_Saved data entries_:
⁂

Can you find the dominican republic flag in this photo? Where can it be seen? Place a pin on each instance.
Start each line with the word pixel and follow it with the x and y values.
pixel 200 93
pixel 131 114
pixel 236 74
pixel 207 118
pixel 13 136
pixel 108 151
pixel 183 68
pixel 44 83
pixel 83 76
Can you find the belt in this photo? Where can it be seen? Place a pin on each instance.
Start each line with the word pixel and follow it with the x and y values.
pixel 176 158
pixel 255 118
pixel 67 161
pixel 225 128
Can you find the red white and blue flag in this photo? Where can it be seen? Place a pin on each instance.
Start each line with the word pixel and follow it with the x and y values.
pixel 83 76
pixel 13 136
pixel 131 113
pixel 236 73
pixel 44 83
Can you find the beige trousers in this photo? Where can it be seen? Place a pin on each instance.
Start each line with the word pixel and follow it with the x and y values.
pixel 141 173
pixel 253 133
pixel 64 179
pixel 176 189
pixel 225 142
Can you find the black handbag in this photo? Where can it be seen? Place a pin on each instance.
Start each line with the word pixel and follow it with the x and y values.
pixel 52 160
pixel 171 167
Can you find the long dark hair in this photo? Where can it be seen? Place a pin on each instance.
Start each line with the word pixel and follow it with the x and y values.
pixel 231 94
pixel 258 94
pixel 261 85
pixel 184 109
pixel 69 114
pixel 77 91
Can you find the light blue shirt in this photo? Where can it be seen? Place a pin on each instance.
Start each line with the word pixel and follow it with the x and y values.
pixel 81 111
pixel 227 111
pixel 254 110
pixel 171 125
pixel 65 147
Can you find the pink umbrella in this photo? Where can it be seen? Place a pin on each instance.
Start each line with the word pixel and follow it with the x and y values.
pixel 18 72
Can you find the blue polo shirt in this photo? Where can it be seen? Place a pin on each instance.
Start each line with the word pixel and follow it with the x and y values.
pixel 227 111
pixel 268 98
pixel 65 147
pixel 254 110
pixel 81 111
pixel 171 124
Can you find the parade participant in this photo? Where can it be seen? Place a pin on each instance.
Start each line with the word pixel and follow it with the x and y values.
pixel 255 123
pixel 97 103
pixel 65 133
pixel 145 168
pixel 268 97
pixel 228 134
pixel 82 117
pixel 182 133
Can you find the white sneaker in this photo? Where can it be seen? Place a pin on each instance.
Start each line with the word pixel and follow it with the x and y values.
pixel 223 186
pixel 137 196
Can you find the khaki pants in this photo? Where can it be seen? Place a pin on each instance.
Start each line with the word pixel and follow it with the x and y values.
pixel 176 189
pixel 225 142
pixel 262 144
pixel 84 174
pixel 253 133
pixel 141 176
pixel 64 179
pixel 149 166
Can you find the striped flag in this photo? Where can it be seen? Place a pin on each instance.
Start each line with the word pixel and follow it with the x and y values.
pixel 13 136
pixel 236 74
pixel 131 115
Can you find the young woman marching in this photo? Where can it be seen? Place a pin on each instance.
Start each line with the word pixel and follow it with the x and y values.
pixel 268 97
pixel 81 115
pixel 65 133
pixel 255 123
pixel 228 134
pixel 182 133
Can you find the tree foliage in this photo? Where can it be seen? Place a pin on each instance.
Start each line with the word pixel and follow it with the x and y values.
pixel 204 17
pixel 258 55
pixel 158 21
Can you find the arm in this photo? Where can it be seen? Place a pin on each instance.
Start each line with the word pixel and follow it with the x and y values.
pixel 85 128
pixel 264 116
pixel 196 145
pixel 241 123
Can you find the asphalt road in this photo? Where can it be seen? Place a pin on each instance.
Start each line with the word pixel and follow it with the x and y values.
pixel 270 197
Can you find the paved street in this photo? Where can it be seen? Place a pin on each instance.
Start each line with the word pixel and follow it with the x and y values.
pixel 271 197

⁂

_Task details_: Output every record above exactly as it appears.

_Exercise response_:
Can you find the dominican republic flag in this photo? Where can it be seen? Place a pin on each instance.
Start each line with the word pixel and follow it with the x and y values.
pixel 200 93
pixel 131 114
pixel 236 74
pixel 207 118
pixel 13 136
pixel 108 151
pixel 183 68
pixel 44 83
pixel 83 76
Can you find the belt in this photo? Where can it be seen? Place a pin on each instance.
Start each line with the word pixel and follow it with the x and y values.
pixel 176 158
pixel 255 118
pixel 67 161
pixel 225 128
Can you find the red white and blue flag in this photo? Where can it be seen? Place a pin on each instance.
Start each line with the word pixel and follow it with the x and y values.
pixel 83 76
pixel 13 136
pixel 131 113
pixel 236 73
pixel 44 83
Can you find the beige trousers in this photo? Where can it be seen? Place a pin on each instance.
Start each line with the word pixel and follow it with the x and y values.
pixel 141 173
pixel 253 133
pixel 64 179
pixel 176 189
pixel 225 142
Can you find the black handbag in this photo? Where can it be seen? Place a pin on each instance.
Start each line with the word pixel and follow it with the x and y values.
pixel 52 160
pixel 171 167
Can you find the long dark hair in this photo? Where can it be seen? Place a pin on each instance.
Start each line with the word pixel and follow it with the x and y values.
pixel 231 94
pixel 258 94
pixel 261 85
pixel 184 109
pixel 69 114
pixel 77 91
Can you find the light blue shirt in this photo? Where can it be seen? Place a pin on each instance.
Start each line with the word pixel and follow it with the x and y values.
pixel 81 111
pixel 227 111
pixel 254 110
pixel 171 125
pixel 65 147
Can you find the pink umbrella in this photo? Where can it be seen? Place a pin on each instance.
Start each line with the word pixel and follow it with the x and y values.
pixel 18 72
Can you find the blue polo shirt in this photo? Where can it be seen? Place a pin on each instance.
Start each line with the word pixel and follow it with the x and y values.
pixel 227 111
pixel 268 98
pixel 65 147
pixel 254 110
pixel 81 111
pixel 171 124
Can you find the parade participant in this photo? Where can it be seen? Place a pin on each instance.
Start each line with the word pixel and follow it with the x and y values.
pixel 255 123
pixel 97 103
pixel 65 133
pixel 145 168
pixel 268 97
pixel 228 134
pixel 82 117
pixel 182 133
Can you find the white sneaker in this photo? Where can it be seen? Place a pin on each instance.
Start each line with the word pixel and follow it with the x and y values.
pixel 223 186
pixel 137 196
Can you find the khaki pants in this photo? Where can it be seen? Place a pin on each instance.
Start each line with the word pixel and follow it with the x and y values.
pixel 176 189
pixel 225 142
pixel 262 144
pixel 84 174
pixel 253 133
pixel 141 176
pixel 64 179
pixel 149 166
Can you find the striped flag in this photo? Where can it be seen? Place a pin on each instance.
Start each line with the word pixel and follow it with the x and y values.
pixel 13 136
pixel 236 74
pixel 131 115
Can you find the young woman marching in this photo? Where can it be seen? Place a pin on each instance.
Start each line with the word pixel and follow it with the x and y values.
pixel 268 97
pixel 81 115
pixel 65 133
pixel 255 123
pixel 228 134
pixel 182 133
Can you find the tree foliage in this photo? Where can it be seen? Place a pin on each instance.
Start each line with the word pixel and follow it with the x and y values.
pixel 204 17
pixel 258 55
pixel 158 21
Can you find the arm in this photo? Where can it be seen? Place a pin on each instance.
Start each line with the word pixel and follow it with the x and y values.
pixel 85 128
pixel 264 116
pixel 196 145
pixel 241 123
Can you find the asphalt road in this photo? Where can it be seen? Place a pin on each instance.
Start each line with the word pixel and follow it with the x and y values.
pixel 270 197
Can you find the paved street in this photo? Where can it be seen? Place a pin on each instance.
Start each line with the word pixel and follow it with the x and y values.
pixel 271 197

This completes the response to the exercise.